- [Records to use]:
[BEGIN]

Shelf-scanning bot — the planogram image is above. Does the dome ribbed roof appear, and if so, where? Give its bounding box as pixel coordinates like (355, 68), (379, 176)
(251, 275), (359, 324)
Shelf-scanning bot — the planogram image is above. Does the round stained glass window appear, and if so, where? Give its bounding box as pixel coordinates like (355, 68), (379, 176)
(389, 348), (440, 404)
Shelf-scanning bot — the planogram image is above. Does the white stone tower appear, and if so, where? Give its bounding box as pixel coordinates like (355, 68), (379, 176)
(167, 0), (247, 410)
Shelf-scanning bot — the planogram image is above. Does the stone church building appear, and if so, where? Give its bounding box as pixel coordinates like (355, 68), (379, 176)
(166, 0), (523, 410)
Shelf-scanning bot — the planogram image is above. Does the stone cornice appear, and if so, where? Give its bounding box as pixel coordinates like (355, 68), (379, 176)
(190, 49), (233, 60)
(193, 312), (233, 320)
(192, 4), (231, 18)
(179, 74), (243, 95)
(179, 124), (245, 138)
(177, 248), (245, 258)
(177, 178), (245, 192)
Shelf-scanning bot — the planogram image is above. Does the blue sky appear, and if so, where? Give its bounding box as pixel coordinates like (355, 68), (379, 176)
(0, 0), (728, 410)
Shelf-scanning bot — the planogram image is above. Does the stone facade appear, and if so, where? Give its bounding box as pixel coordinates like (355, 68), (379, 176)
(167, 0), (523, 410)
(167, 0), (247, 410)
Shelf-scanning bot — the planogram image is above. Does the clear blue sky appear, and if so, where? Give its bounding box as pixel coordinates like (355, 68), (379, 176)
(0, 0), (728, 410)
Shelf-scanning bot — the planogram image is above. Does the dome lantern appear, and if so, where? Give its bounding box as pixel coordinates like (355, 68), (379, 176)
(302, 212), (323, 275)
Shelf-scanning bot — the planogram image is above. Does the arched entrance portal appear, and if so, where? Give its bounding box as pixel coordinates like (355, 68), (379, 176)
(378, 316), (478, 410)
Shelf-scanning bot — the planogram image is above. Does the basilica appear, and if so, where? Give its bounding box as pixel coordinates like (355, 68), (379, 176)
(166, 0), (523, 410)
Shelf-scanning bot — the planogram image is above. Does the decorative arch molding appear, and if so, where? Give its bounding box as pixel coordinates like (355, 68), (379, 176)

[END]

- [What to work on]: Put every one of the records above into a numbered list, leaving out any blank lines.

- [Result]:
1. Shelf-scanning bot — the planogram image is above. Does the dome ribbed roof appear, and if so, where? Give its bounding box as pixel coordinates like (355, 68), (379, 176)
2. (251, 275), (359, 324)
3. Shelf-scanning bot — the planogram image is above. Does the round stained glass window appear, and if so, where? Give its bounding box as pixel coordinates like (355, 68), (379, 176)
4. (389, 348), (440, 404)
5. Shelf-scanning bot — the planogram image is above. Does the white stone tower appear, and if so, where? Give its bounding box as pixel coordinates like (355, 68), (379, 176)
6. (167, 0), (247, 410)
7. Shelf-scanning bot — the planogram image is above. Does the stone church building appear, and if so, where? Give its bounding box as pixel coordinates like (355, 68), (379, 176)
8. (166, 0), (523, 410)
9. Shelf-scanning bot — the planogram image is above. Does the stone cornice appear, and if so, where? Give its bounding box as pixel coordinates like (355, 68), (379, 176)
10. (190, 49), (233, 60)
11. (193, 312), (233, 320)
12. (192, 4), (231, 18)
13. (179, 74), (243, 95)
14. (179, 124), (245, 138)
15. (177, 248), (245, 258)
16. (177, 178), (245, 192)
17. Shelf-scanning bot — the planogram image is above. Does the blue sky appear, and if so, where? Give its bounding box as pixel coordinates like (355, 68), (379, 176)
18. (0, 0), (728, 410)
19. Shelf-scanning bot — the planogram image is above. Does the stone facade appear, and if so, where? Give its bounding box as pixel coordinates like (355, 68), (379, 176)
20. (167, 0), (523, 410)
21. (167, 0), (247, 410)
22. Shelf-scanning bot — the planogram image is above. Does the clear blue sky appear, and if so, where? Give its bounding box as pixel coordinates like (355, 68), (379, 176)
23. (0, 0), (728, 410)
24. Shelf-scanning bot — the planogram image is above. Does the dome lantern appear, and if so, where? Give its bounding box as pixel coordinates like (355, 68), (379, 176)
25. (302, 212), (323, 275)
26. Shelf-scanning bot — the planogram image is above. Does the arched entrance portal appear, and if so, where? Give its bounding box as pixel coordinates like (355, 68), (379, 176)
27. (378, 316), (478, 410)
28. Shelf-scanning bot — the planogram image is above. Does the basilica appear, and if so, where? Give its bounding box as pixel coordinates like (355, 68), (379, 176)
29. (166, 0), (523, 410)
30. Shelf-scanning bot — the planogram image is above. Does the decorative arch molding appear, and if so, where? Give its bounding box as pixel coordinates like (355, 68), (379, 176)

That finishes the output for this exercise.